## OBJECTIVES
(1) Which actor plays John Quincy Adams in Amistad, according to the Amistad review?
(2) Please carry on the Amistad review after its last sentence, keeping the same voice.

AMISTAD Directed by Steven Spielberg Starring Morgan Freeman, Anthony Hopkins, Matthew McConaughey

By Jonathan B. Dinerstein, CONTRIBUTING WRITER

Well, that's it. Steven Spielberg gets the Golden Ladle Award. In a desperate attempt to relive the legitimacy and respect seemingly conferred on him after Schindler's List, Spielberg thought he'd wash the bad taste of The Lost World out of his mouth by once again tackling human suffering. In Amistad, the story of a shipful of African slaves and their struggle for freedom, he pulls out all the stops, pouring on the pathos and the pity, spooning on the sympathy and drenching it all in melodrama. Spielberg has apparently decided to stop making films and instead to start performing "filmmaking." Despite a number of excellent performances, what could very well have been a poignant and emotional tale is so concertedly and self-consciously delivered that it just comes out muddied and misconceived.

What is most upsetting about the film is the shameless methods used to manipulate the emotions of the audience. You could cut the white liberal guilt in the theater with a knife. Even though the real issue at hand is mostly a technical legal and political question, Spielberg some-how extrapolates it so that it becomes a question of slavery versus non-slavery, of purist evil against innocent victims.

Not only does he unfairly exploit this real and sensitive issue as a cheap emotional trigger, but he is so confident with this ruse that he neglects to actually personify the evil at hand. With forced and belabored "filmmaking," he painfully portrays the anguished and horrid plight of the Africans so as to equate any and all adversaries they might have, whether they be Spanish slave traders, greedy British sailors or the American legal system--which he only later in the movie realizes is actually defending them. His treatment seems to raise a long, accusatory finger at somebody, but doesn't make clear who, so that while nobody is actually defending slavery during the body of the movie, the audience comes away with a sense that they need to feel guilty about something.

Amistad is based on a true story which took place in 1839--the saga of a failed mutiny on board a Spanish slave ship and the series of trials that followed to determine the fate of the slaves on board. A number of parties, including Queen Isabella II of Spain, the Spaniards on board the ship, representatives from Cuba and a pair of British naval officers made claims to ownership of the ship and its cargo of slaves once it turned up on American shores. Abolitionists, here portrayed by Morgan Freeman and Matthew McConaughey, tried to have the slaves set free altogether.

McConaughey's lawyer wins his case before a series of judges and succeeds in having the slaves declared not the legal property of Spain and instead free. But President Martin Van Buren (Nigel Hawthorne) intervenes so as to appease the pro-slavery South, and the case eventually goes to the Supreme Court. Former President John Quincy Adams (Anthony Hopkins) comes out of retirement to argue the case in that historic venue.

Although their credibility is ultimately undermined by Spielberg's treatment, the movie does contain numerous excellent acting performances. Djimon Hounsou plays the chief African with true and awesome pathos and power. He does more than anything else in the movie to inspire sympathy for the African's cause, and some of the scenes in which he attempts to communicate with his American counsels are quite touching. Hopkins is superb as the embittered yet wise ex-president. His long speech to the Supreme Court at the end is one of the most sincere and meaningful moments in the film.

## DATASET EXCERPTS
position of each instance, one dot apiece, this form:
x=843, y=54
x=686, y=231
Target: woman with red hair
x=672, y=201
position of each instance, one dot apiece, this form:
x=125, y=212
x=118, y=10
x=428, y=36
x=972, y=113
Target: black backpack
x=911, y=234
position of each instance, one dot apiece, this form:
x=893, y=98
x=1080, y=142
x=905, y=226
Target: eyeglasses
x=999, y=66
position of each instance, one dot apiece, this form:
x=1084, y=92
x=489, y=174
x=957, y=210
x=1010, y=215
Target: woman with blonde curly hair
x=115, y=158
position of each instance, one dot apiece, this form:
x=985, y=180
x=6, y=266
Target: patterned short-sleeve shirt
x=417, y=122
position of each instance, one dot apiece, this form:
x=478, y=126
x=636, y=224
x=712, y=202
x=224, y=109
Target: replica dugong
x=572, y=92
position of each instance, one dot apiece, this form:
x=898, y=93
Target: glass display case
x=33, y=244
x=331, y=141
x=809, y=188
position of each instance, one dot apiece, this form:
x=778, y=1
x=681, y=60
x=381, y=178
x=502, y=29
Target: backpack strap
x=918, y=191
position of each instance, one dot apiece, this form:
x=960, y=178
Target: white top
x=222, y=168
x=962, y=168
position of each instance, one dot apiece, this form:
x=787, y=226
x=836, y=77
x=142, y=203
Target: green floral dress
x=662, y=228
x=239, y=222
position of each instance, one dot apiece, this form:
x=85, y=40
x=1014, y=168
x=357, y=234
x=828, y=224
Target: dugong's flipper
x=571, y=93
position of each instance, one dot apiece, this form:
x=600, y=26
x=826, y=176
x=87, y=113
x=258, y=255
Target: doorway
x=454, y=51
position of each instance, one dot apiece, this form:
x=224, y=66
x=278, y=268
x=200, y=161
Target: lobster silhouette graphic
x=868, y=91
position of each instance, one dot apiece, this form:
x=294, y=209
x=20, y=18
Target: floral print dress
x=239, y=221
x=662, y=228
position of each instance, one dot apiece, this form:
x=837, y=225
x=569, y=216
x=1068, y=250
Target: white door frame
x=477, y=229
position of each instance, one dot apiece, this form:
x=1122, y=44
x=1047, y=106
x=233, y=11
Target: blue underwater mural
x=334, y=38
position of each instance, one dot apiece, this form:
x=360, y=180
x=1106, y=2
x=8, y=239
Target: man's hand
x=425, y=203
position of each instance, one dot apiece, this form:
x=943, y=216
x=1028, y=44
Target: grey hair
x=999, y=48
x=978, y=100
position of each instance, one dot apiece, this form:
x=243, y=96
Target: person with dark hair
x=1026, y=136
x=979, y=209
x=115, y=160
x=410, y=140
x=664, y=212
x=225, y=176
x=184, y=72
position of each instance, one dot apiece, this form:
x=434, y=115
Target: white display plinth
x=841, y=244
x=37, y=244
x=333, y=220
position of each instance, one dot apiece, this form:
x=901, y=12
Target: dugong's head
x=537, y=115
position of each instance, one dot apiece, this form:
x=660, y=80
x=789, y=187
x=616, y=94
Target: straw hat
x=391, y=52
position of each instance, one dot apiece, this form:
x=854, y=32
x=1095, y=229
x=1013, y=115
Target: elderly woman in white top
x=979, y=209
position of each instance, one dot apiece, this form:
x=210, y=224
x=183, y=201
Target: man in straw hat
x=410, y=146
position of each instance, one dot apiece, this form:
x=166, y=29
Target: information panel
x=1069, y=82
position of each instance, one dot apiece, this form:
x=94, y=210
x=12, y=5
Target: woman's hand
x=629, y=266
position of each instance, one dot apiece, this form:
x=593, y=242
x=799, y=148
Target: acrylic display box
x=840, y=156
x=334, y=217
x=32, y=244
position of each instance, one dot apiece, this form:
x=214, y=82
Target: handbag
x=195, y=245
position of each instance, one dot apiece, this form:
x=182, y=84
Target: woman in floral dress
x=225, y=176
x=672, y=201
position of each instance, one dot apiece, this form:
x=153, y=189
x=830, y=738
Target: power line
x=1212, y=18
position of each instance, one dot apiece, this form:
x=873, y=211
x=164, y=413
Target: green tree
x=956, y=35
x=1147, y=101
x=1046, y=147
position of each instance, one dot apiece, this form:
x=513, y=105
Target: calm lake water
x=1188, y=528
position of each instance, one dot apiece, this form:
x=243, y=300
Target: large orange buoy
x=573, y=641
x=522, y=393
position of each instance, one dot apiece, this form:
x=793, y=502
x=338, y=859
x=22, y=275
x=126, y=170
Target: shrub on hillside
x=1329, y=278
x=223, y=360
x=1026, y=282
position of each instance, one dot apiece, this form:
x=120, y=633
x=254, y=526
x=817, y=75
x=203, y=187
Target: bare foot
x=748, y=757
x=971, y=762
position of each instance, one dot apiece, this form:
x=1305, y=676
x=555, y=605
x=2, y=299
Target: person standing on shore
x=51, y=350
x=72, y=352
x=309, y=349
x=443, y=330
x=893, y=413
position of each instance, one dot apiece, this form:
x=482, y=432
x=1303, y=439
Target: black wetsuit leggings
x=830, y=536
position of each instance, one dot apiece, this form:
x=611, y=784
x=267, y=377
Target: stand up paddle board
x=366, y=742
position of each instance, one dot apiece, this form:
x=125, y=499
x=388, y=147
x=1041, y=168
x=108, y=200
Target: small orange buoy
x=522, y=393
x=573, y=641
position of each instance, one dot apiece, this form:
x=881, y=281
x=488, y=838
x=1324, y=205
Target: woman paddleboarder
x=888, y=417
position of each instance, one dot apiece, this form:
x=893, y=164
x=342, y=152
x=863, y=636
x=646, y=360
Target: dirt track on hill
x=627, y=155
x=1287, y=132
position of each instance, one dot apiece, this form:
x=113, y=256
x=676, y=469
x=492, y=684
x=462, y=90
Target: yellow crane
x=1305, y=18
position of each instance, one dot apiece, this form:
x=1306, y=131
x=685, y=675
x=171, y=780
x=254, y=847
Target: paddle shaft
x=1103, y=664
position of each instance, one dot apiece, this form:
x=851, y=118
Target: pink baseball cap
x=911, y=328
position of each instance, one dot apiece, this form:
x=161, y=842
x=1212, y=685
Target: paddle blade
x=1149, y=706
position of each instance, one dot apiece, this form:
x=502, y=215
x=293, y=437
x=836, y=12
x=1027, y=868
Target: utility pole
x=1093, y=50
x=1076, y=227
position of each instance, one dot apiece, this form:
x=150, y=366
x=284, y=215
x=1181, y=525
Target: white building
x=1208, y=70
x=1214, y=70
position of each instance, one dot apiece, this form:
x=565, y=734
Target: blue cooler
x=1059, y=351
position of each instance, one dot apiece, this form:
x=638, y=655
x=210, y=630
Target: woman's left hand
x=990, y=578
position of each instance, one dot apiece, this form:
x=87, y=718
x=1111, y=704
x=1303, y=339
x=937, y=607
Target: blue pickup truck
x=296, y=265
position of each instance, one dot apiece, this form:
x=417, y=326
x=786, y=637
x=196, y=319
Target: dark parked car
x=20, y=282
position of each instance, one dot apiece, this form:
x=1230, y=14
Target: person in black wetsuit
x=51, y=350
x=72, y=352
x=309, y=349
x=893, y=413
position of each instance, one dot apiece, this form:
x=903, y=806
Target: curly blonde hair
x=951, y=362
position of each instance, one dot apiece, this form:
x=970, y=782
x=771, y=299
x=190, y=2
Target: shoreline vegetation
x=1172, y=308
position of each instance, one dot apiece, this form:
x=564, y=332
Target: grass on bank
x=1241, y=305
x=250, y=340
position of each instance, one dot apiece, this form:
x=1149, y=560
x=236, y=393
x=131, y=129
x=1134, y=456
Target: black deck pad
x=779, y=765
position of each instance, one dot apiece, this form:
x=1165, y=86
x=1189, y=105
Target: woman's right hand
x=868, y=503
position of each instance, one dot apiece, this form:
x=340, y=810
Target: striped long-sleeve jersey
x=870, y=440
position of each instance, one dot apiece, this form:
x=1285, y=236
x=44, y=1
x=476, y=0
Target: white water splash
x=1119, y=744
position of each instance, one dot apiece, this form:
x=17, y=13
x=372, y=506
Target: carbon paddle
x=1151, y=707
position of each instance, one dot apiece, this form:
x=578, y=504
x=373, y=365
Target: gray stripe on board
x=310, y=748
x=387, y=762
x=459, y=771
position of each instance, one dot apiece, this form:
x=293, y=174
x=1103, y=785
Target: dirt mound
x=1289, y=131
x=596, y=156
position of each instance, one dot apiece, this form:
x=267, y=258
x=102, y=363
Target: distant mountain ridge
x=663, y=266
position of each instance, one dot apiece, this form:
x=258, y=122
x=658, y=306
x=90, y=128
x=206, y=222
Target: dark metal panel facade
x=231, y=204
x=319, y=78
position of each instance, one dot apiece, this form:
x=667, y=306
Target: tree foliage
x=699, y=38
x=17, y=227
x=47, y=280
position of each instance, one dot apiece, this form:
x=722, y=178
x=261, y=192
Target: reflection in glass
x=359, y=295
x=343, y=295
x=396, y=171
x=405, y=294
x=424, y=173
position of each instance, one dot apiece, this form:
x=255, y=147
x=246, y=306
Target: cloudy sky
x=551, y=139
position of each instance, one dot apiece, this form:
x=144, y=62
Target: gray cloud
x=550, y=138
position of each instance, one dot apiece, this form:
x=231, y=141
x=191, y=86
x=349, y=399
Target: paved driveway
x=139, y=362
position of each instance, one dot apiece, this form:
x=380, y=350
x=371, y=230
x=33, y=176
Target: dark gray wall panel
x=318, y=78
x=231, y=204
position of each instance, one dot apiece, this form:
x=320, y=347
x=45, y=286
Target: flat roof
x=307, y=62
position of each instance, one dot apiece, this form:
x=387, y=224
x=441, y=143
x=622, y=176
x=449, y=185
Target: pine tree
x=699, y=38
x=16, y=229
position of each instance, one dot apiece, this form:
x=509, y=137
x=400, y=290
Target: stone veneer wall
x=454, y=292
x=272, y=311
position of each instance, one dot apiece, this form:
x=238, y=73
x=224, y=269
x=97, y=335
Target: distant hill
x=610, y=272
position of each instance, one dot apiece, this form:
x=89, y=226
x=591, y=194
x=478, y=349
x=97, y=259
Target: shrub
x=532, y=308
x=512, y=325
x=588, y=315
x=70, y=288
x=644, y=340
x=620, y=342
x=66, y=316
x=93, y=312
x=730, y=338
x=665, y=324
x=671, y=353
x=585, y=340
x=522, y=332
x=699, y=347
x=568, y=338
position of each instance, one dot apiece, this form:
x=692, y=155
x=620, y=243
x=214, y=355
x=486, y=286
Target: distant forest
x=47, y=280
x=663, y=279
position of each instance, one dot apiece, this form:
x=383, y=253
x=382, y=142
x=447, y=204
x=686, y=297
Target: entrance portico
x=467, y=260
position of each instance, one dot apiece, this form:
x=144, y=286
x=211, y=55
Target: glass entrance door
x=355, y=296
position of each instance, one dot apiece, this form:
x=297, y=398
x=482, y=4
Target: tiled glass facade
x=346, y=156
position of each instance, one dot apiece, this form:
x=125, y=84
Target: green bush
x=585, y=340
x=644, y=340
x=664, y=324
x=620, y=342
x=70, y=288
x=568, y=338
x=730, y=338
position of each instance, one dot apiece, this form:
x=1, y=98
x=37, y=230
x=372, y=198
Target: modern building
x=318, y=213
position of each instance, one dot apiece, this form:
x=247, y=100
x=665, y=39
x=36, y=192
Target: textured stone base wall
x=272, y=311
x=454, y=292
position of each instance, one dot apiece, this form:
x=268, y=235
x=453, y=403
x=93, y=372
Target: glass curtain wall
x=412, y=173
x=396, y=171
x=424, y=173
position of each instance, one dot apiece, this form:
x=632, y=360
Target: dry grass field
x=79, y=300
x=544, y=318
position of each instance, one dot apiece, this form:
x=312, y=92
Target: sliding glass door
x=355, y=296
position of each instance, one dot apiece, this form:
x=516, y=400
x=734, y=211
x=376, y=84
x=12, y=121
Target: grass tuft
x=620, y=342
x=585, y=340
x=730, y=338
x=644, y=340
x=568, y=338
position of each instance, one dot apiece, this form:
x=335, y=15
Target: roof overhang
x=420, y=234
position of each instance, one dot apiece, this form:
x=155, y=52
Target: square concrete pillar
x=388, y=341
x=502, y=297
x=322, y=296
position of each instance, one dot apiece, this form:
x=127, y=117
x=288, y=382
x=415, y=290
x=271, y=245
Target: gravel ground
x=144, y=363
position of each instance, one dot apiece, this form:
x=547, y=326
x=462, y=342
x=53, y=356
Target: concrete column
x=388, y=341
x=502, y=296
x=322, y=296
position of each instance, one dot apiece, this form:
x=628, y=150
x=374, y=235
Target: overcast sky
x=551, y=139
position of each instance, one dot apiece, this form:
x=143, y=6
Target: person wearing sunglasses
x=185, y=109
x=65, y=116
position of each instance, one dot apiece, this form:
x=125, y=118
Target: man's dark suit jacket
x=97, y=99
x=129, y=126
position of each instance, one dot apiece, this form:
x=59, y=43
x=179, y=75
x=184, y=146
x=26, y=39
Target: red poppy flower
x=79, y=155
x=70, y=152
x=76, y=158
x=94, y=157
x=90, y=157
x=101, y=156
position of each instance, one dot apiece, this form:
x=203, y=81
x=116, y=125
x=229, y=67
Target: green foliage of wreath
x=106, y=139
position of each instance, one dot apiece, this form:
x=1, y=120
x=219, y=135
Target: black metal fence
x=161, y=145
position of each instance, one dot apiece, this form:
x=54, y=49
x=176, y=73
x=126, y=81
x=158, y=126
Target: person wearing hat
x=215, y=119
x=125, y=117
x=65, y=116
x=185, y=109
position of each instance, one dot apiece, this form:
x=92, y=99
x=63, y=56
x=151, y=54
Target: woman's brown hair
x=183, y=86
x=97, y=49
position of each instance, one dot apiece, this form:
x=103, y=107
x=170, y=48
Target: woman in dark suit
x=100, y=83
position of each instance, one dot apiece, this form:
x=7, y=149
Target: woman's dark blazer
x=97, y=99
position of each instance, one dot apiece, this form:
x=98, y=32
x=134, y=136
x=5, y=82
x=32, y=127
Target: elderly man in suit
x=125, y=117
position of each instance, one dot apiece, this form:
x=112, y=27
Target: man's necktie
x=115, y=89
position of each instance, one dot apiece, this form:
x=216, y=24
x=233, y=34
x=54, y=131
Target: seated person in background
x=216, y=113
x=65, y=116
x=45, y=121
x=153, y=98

## ANSWERS PER TASK
(1) Anthony Hopkins.

(2)
Throughout the movie, Spielberg takes special care to favor the Africans in all of their trials and tribulations, without adequately developing all sides of the issue, or even clearly defining what the issue is. He provides an overwrought sequence depicting the Africans' torment at the hands of the slave traders, self-consciously attempting to be "powerful." The characters in the movie, let alone the audience, certainly don't need the guilt Spielberg tries to foist upon someone, anyone, with this sequence, especially since the cruelty of the slave trade is never at issue in any of the trials. As soon as the Africans start having legal difficulties, the film shifts to make a sham out of the American judicial system. The very framework which winds up championing the Africans' cause with morality and persuasiveness is portrayed, in turn, as incompetent, overly bureaucratic and corrupt, to further sympathy for the Africans. The audience was so drowned in their white liberal guilt by the end that they seemed almost disappointed when the American system proved to work in the end, and to be based on virtue, eloquence and justice.

Despite Spielberg's efforts, however, certain techniques he uses seem to undermine his paradigm that the African is always right. On the boat, after the mutiny, the Africans speak their native language to each other without translation, while the Spaniards they kept alive to help steer the boat are provided with subtitles--a conspicuous effort to lend a sense of foreignness to the Spaniards and a universality to the endeavors of the Africans. The fact remains, though, that the audience does not understand what the Africans say, so while the Spanish dialogue has some import, that of the Africans' is relegated to incomprehensibility. Later on, inconsistent application of subtitles makes further unclear who is meant to be foreign.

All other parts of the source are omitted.